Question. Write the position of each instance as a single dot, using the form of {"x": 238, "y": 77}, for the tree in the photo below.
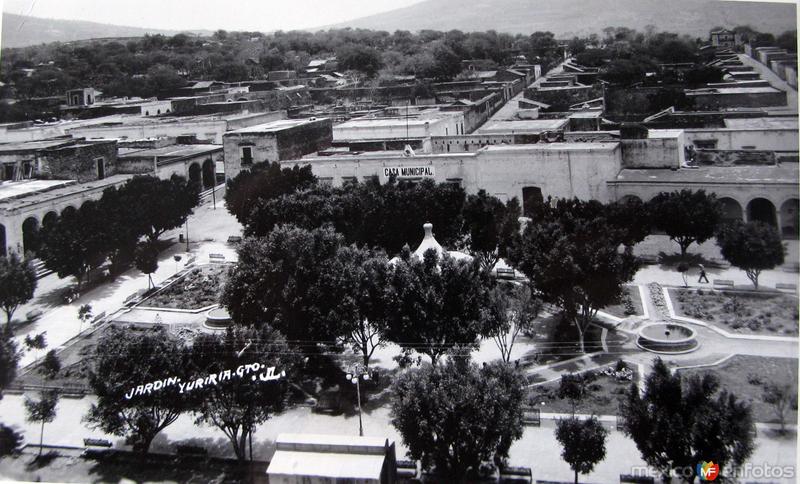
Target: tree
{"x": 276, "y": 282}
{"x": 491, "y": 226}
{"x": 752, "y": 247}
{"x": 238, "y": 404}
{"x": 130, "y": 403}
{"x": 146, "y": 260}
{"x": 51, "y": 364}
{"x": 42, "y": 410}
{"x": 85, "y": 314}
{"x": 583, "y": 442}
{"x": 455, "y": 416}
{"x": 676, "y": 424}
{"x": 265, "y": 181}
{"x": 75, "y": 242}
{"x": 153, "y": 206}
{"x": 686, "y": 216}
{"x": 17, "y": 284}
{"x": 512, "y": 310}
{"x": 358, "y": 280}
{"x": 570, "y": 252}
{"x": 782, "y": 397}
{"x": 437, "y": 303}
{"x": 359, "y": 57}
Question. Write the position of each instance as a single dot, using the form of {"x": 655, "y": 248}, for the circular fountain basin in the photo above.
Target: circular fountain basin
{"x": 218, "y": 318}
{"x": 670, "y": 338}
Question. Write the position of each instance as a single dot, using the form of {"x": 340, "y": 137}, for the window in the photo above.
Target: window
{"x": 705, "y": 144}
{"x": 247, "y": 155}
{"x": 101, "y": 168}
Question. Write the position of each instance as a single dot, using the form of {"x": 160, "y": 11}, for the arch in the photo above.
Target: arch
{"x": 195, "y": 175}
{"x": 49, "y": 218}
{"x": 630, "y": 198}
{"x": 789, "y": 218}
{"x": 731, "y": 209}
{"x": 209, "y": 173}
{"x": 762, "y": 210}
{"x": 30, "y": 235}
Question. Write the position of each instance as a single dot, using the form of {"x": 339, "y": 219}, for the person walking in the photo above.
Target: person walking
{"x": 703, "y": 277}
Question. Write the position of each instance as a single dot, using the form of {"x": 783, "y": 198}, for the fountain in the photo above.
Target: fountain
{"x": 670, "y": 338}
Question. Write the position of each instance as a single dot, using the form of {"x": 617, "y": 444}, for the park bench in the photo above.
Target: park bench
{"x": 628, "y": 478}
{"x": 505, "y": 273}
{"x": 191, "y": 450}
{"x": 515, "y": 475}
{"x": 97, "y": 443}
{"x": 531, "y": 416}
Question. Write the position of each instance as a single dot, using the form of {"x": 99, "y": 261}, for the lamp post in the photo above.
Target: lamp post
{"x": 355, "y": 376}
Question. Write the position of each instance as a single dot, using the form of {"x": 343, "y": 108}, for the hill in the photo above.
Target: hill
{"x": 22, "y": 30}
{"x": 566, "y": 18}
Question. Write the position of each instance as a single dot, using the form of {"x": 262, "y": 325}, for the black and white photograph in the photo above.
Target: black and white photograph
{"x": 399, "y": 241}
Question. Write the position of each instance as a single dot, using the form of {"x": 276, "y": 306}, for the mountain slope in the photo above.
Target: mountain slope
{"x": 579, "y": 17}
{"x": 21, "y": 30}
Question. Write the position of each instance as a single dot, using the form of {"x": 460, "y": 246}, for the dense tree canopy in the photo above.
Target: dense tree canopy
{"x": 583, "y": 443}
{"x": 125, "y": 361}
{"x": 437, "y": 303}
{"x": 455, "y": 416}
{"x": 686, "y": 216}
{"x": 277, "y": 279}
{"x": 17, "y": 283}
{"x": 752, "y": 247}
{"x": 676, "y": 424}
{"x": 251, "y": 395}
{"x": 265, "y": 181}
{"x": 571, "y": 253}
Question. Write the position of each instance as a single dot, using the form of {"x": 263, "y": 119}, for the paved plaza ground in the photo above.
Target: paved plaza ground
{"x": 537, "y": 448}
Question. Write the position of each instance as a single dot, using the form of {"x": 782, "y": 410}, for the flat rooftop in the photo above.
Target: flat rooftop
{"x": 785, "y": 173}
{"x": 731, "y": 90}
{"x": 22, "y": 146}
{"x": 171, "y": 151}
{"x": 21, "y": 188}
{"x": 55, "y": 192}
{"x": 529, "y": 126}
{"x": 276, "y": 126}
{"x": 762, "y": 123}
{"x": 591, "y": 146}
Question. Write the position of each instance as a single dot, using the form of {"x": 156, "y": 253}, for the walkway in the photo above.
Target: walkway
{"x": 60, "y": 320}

WHAT IS EXPECTED. Rewrite all the material above as a two-column CSV with the headers "text" and "answer". Give one row for each piece of wording and the points that follow it, with each field in quotes, line breaks turned into spaces, and the pictures left out.

RESULT FOR THIS TASK.
text,answer
"Question. Write the position of each instance as a single dot, using the form of {""x"": 238, ""y"": 77}, for the tree in the photo below. Target: tree","{""x"": 276, ""y"": 282} {""x"": 491, ""y"": 226} {""x"": 752, ""y"": 247} {""x"": 238, ""y"": 404} {""x"": 130, ""y"": 403} {""x"": 146, ""y"": 260} {""x"": 51, ""y"": 364} {""x"": 42, ""y"": 410} {""x"": 85, ""y"": 314} {""x"": 583, ""y"": 442} {""x"": 455, ""y"": 416} {""x"": 676, ""y"": 424} {""x"": 265, ""y"": 181} {""x"": 75, ""y"": 242} {""x"": 153, ""y"": 206} {""x"": 686, ""y"": 216} {""x"": 17, ""y"": 284} {""x"": 512, ""y"": 310} {""x"": 358, ""y"": 280} {""x"": 570, ""y"": 252} {""x"": 782, ""y"": 397} {""x"": 437, ""y"": 303} {""x"": 359, ""y"": 57}"
"Question. Write the position of each instance as a single dot, using the form of {""x"": 655, ""y"": 248}, for the circular fountain basin in the photo above. Target: circular fountain basin","{""x"": 218, ""y"": 318} {""x"": 670, ""y"": 338}"
"Question. Write the position of each instance as a single dot, using the form of {""x"": 340, ""y"": 137}, for the window in the photo above. Target: window","{""x"": 705, ""y"": 144} {""x"": 247, ""y"": 155} {""x"": 101, ""y"": 168}"
"Question. Write the position of each instance as a single dot, using the form of {""x"": 160, ""y"": 11}, for the arch in the photo above. Target: arch","{""x"": 195, ""y"": 175} {""x"": 49, ""y"": 218} {""x"": 630, ""y"": 198} {""x"": 789, ""y"": 218} {""x"": 731, ""y"": 209} {""x"": 209, ""y"": 173} {""x"": 762, ""y"": 210} {""x"": 30, ""y"": 235}"
"Question. Write the position of each instance as a single dot, using the form of {""x"": 339, ""y"": 219}, for the person walking in the photo above. Target: person walking","{""x"": 703, ""y"": 277}"
"Question. Write the position of each instance as a single dot, using the form of {""x"": 783, ""y"": 198}, for the fountain in the photo above. Target: fountain","{""x"": 670, ""y"": 338}"
"Question. Write the position of each instance as a single dot, using the form of {""x"": 617, ""y"": 444}, for the park bench in the photo above. Target: park bench","{""x"": 628, ""y"": 478} {""x"": 505, ""y"": 273} {""x"": 191, ""y"": 450} {""x"": 515, ""y"": 475} {""x"": 97, ""y"": 443} {""x"": 531, ""y"": 416}"
"Question. Write the position of each instance as a single dot, using the form of {""x"": 99, ""y"": 261}, for the lamp post in the photo above. Target: lamp post","{""x"": 355, ""y"": 376}"
"Question. Write the position of each instance as a single dot, using the form of {""x"": 343, ""y"": 108}, for the hill in the photo above. Target: hill","{""x"": 22, ""y"": 30} {""x"": 566, ""y"": 18}"
"Question. Write the position of each instance as a single dot, using the form of {""x"": 262, ""y"": 325}, for the black and white photograph in the photo above. Target: black and white photograph","{""x"": 399, ""y"": 241}"
"Question. Write the position of each instance as a single dot, using the form of {""x"": 276, ""y"": 306}, for the mountain slope in the photo above. Target: mountain slope","{""x"": 579, ""y"": 17} {""x"": 21, ""y"": 30}"
"Question. Write the position of each instance as a single dot, using the form of {""x"": 460, ""y"": 246}, for the dense tree canopy in the photo above. Target: dense tree canopy","{""x"": 583, ""y"": 443} {""x"": 125, ""y"": 361} {""x"": 437, ""y"": 303} {""x"": 455, ""y"": 416} {""x"": 686, ""y"": 216} {""x"": 277, ""y"": 279} {""x"": 17, ""y"": 283} {""x"": 752, ""y"": 247} {""x"": 676, ""y"": 424} {""x"": 251, ""y"": 395} {""x"": 265, ""y"": 181} {""x"": 571, ""y"": 253}"
"Question. Write the position of each instance as a single dot, using the form of {""x"": 263, ""y"": 119}, for the paved plaza ground in the photo above. Target: paved plaza ground","{""x"": 537, ""y"": 448}"
"Question. Write the position of each instance as a single dot, using the form of {""x"": 782, ""y"": 410}, for the flat rooftop in the photo above. Target: flat rooftop","{""x"": 785, ""y"": 173} {""x"": 731, ""y"": 90} {""x"": 22, ""y"": 146} {""x"": 171, ""y"": 151} {""x"": 21, ""y"": 188} {""x"": 55, ""y"": 192} {""x"": 529, ""y"": 126} {""x"": 276, ""y"": 126} {""x"": 762, ""y"": 123} {""x"": 591, ""y"": 146}"
"Question. Write the position of each instance as a single dot, using the form of {""x"": 156, ""y"": 253}, for the walkway in the photo above. Target: walkway","{""x"": 60, ""y"": 320}"